→ 作業項目 1:
次の(a)〜(c)がビリーグラハムさんの記事の内容と合っているか、それぞれ「はい」か「いいえ」で答え、判断の決め手となる記事中の語句をそのまま引用してください。
(a) グラハムさんは1970年に現在のリングネームでプロレスデビューした。
(b) グラハムさんはマイティ井上との3度目の対決で敗れ、王座を明け渡した。
(c) グラハムさんの初来日は1974年8月だった。
→ 作業項目 2: ビリーグラハムさんの記事を、最後の文のあとから引き継いで書き進めてください。

→ 演習用文章:

*-*-*

WWFヘビー級王者になり、WWE殿堂入りを果たしたスーパースター・ビリーグラハム(本名エルドリッジ・ウェイン・コールマン)さんが死去した。享年79歳。
ボディービル出身のグラハムさんはスチュ・ハートのコーチを受けて1970年に本名でプロレスデビュー、ロサンゼルスに転戦した際に現在のリングネームとなった。
その後AWAへ転戦した際に、AWAと提携していた国際プロレスにビル・ロビンソンを破ったとして、国際プロレスの王座であるIWA世界ヘビー級王者として1974年8月に初来日し、マイティ井上と3度にわたって王座をかけて対戦し、3度目の対決で井上に敗れ王座を明け渡したものの、後年ロビンソンとIWA王座をかけて対戦した事実はなかったことが明らかになったことから、グラハムの役目は王座を井上へ橋渡しする”ショートリリーフ”だったのかもしれない。

*-*-*

→ 表示データ:

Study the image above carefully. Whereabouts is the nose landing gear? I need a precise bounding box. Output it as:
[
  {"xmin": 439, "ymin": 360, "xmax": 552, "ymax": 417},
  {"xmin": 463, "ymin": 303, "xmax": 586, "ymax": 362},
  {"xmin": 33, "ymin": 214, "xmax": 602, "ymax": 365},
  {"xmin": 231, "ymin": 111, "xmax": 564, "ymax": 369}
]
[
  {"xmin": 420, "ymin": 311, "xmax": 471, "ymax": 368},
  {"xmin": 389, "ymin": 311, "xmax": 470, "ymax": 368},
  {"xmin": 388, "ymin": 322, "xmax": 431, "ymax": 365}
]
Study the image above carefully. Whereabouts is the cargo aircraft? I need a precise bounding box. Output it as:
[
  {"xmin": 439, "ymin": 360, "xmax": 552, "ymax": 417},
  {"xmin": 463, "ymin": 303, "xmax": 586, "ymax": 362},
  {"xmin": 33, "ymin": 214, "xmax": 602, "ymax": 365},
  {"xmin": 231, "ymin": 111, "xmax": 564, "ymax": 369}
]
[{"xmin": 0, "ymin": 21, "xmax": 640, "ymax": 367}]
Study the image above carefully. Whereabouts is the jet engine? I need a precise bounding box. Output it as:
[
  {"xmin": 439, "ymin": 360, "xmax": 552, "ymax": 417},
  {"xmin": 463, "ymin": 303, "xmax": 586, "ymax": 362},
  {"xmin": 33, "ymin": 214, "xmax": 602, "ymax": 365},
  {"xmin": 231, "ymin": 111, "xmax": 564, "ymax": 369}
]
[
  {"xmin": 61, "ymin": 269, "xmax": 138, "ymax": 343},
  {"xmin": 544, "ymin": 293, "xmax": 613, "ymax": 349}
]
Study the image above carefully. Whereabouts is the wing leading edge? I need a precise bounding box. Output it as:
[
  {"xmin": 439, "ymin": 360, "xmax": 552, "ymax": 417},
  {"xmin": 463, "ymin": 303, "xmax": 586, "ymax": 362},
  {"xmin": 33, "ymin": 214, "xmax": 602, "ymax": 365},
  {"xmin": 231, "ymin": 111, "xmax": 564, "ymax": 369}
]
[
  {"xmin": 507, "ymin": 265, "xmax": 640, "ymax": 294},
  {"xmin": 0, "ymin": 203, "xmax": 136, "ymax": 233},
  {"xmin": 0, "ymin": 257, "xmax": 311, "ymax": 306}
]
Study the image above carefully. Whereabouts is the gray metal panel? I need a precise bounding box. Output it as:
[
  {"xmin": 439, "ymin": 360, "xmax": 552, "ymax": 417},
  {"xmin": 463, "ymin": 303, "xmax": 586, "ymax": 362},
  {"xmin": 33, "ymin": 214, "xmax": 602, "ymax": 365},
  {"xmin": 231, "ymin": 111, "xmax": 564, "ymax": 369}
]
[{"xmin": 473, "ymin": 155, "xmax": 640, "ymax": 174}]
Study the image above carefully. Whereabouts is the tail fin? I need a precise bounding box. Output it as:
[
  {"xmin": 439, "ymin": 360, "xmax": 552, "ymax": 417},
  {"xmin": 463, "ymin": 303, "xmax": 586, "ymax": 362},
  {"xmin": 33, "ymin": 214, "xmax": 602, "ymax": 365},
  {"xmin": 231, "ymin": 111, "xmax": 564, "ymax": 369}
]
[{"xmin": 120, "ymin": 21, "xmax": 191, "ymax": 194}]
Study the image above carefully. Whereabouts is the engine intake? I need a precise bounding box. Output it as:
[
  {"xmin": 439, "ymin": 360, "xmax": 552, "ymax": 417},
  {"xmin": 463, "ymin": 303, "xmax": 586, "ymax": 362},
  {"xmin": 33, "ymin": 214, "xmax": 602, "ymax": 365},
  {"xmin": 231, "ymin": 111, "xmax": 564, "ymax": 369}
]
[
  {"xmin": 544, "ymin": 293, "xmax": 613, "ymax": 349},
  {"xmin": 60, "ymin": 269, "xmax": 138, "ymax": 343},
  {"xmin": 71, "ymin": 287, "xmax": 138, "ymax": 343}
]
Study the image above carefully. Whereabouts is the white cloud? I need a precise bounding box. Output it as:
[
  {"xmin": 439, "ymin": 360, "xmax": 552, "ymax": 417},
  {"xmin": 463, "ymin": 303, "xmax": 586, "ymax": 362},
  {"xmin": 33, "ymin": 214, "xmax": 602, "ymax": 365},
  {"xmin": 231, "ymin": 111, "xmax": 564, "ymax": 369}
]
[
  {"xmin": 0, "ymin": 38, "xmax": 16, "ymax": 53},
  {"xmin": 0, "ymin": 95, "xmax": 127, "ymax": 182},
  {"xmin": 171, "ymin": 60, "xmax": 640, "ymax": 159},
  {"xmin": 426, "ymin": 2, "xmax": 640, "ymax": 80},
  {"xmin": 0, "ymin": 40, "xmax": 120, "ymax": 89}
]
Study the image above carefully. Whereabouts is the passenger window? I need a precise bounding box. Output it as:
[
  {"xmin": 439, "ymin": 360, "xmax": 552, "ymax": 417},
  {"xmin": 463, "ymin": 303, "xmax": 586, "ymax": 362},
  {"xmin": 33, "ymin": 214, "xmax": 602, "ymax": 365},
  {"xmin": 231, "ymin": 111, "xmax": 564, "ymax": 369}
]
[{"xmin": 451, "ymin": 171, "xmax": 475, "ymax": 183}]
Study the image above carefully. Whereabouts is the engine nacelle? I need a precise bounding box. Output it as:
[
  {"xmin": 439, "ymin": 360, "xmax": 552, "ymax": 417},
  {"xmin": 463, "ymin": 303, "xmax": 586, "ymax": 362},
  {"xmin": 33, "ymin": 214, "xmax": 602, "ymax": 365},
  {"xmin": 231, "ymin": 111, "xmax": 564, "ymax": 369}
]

*-*-*

→ 作業結果 1:
(a) いいえ:「1970年に本名でプロレスデビュー、ロサンゼルスに転戦した際に現在のリングネームとなった」
(b) はい:「3度目の対決で井上に敗れ王座を明け渡した」
(c) はい:「1974年8月に初来日し」

→ 作業結果 2:
国際プロレスではアニマル浜口とペンチプレス対決を行い、また入場曲として『ジーザス・クライスト・スーパースター』のテーマ曲「スーパースター」を使用するなど、日本のプロレス界で使用された入場テーマ曲の草分けでもだった。
日本から戻るとWWWF(WWE)へと転戦してヘビー級王者であるブルーノ・サンマルチノにも挑戦、1975年にWWWFとの提携ルートで新日本プロレスへと参戦しアントニオ猪木とも対戦した。
1977年4月にサンマルチノを破りWWWF王者となったが、この頃のサンマルチノはスタン・ハンセンの首折り事件の後遺症に悩まされており、王者として長くないだろうと言われていたことから、この時のグラハムもサンマルチノの後釜が決まるまでの”ショートリリーフ”だったのかもしれない。


ところがこれまでのWWWF王者は絶対的ベビーフェース像が求められ、ヒールだったイワン・コロフやスタン・スタージャックも王座を奪取しても、短期間ですぐベビーフェースに王座を明け渡していたが、観客とのやり取りやマイクパフォーマンスには抜群の才能を発揮し、ヒールでありながら驚異的な人気となり、またサンマルチノの後釜がなかなか決まらなかった幸運もあってか、10カ月もタイトルを保持、1978年1月にはNWA世界ヘビー級王者だったハーリー・レイスとのダブルタイトル戦も実現したが、グラハムの饒舌ぶりはリック・フレアーなど多くのレスラー達に影響を与え、ハルク・ホーガンやジェシー・ベンチュラもグラハムの熱心のファンだったという。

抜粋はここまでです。